▸ What is needed
Tally the lines of the records below that contain the string "hand". Give only the number.

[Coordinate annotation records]
_ _ _ _ _

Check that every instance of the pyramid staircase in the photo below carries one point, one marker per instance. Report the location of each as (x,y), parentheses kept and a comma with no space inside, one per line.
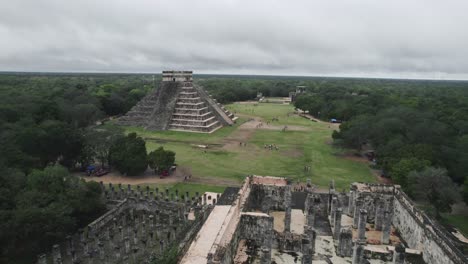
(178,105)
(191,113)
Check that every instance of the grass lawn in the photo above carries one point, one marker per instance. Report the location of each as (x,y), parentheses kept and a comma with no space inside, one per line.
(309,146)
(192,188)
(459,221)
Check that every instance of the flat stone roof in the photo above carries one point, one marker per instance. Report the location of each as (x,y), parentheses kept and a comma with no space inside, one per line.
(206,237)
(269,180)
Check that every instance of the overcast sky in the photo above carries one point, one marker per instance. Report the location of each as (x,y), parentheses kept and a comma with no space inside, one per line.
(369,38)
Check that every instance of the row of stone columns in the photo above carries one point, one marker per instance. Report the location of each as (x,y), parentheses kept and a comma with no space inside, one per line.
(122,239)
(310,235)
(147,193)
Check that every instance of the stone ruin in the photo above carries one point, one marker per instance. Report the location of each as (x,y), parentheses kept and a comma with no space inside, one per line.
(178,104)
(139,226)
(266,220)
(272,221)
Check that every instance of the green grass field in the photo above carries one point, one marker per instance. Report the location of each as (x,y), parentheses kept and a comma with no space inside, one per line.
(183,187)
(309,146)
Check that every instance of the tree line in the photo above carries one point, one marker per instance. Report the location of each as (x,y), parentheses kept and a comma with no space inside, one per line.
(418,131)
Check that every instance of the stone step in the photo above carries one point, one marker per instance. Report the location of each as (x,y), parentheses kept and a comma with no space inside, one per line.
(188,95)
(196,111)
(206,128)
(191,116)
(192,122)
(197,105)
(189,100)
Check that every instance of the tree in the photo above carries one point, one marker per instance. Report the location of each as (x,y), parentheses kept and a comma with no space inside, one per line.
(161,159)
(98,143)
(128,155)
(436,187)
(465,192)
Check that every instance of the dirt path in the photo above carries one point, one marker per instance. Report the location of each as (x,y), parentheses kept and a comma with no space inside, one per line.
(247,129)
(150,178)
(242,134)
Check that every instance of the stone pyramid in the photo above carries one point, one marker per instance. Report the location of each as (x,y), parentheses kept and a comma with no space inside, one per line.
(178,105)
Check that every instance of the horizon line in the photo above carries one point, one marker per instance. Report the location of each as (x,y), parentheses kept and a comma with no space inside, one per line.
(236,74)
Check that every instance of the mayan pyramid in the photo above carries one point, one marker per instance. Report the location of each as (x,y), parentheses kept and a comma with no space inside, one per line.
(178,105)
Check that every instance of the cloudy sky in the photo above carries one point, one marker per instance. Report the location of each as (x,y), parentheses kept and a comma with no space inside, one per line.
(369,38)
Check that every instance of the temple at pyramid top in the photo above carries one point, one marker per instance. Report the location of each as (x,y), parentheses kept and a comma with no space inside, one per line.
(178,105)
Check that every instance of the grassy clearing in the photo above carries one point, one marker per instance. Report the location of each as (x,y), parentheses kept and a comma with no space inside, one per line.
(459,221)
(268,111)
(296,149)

_ _ _ _ _

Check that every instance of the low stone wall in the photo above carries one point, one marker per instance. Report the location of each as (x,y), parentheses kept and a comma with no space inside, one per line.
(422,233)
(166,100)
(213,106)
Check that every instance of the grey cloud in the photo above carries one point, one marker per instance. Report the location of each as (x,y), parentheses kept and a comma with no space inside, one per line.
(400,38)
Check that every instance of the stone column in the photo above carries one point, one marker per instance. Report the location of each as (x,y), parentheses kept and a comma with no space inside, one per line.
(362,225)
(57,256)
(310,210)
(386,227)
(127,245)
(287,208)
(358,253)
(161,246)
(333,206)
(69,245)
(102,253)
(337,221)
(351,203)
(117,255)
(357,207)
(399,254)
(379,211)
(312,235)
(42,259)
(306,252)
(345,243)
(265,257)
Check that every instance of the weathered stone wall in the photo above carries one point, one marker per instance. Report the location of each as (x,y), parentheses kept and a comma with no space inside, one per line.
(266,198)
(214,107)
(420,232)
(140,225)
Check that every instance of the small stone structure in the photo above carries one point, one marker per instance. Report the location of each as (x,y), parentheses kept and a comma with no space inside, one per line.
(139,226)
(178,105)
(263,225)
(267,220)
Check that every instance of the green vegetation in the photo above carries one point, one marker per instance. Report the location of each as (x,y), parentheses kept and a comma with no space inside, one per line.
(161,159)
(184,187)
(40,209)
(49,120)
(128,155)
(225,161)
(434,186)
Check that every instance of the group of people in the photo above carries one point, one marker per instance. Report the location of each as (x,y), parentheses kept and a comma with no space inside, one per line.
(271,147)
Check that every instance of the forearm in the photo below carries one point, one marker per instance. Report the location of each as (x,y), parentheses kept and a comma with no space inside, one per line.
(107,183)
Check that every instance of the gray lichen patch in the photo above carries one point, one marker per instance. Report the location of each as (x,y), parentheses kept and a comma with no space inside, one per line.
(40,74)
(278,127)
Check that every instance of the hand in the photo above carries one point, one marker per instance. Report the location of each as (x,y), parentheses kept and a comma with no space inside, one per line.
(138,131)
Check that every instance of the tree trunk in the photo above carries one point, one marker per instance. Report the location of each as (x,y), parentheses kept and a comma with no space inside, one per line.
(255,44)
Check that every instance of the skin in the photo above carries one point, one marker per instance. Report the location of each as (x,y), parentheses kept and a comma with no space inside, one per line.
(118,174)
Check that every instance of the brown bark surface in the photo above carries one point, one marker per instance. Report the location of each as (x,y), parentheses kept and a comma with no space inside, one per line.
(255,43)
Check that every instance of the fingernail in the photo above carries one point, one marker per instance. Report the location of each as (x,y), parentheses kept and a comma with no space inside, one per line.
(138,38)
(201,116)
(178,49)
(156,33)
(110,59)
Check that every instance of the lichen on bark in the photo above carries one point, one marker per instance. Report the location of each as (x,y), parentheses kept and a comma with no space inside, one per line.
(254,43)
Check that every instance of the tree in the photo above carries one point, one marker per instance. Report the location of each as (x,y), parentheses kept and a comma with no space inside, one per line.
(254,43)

_ _ _ _ _

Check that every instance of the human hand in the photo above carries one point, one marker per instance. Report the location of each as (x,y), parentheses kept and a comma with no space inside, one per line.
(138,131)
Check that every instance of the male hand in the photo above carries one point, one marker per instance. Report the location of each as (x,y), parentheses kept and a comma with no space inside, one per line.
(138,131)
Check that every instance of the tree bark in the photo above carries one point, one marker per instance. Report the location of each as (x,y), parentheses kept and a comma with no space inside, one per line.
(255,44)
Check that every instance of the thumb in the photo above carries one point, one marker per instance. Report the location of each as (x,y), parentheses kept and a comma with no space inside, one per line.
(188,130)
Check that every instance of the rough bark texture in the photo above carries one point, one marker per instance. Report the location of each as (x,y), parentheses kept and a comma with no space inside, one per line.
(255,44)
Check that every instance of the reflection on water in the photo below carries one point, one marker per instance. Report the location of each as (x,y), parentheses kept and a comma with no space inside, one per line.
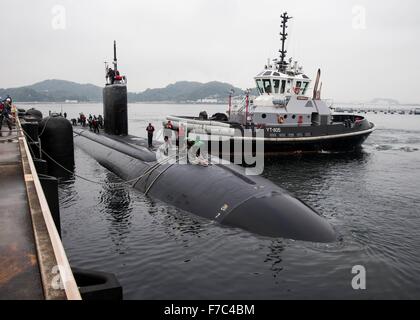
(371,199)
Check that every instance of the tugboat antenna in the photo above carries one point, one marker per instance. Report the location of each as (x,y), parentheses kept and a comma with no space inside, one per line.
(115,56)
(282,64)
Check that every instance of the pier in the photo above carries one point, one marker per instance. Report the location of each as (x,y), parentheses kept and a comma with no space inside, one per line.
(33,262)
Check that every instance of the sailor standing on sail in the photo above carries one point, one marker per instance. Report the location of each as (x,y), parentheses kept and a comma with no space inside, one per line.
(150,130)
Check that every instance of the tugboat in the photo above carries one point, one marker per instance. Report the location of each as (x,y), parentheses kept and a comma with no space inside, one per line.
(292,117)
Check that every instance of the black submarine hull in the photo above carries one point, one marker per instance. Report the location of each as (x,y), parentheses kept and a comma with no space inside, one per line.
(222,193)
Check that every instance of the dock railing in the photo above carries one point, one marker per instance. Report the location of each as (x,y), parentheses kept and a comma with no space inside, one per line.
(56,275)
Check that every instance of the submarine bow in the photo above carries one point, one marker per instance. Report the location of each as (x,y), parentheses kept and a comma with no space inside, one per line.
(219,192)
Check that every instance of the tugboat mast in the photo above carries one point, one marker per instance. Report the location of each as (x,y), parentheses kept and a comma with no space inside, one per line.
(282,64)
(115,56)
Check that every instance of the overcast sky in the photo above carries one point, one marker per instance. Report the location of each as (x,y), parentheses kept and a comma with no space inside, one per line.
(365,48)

_ _ _ _ _

▸ Correct response
3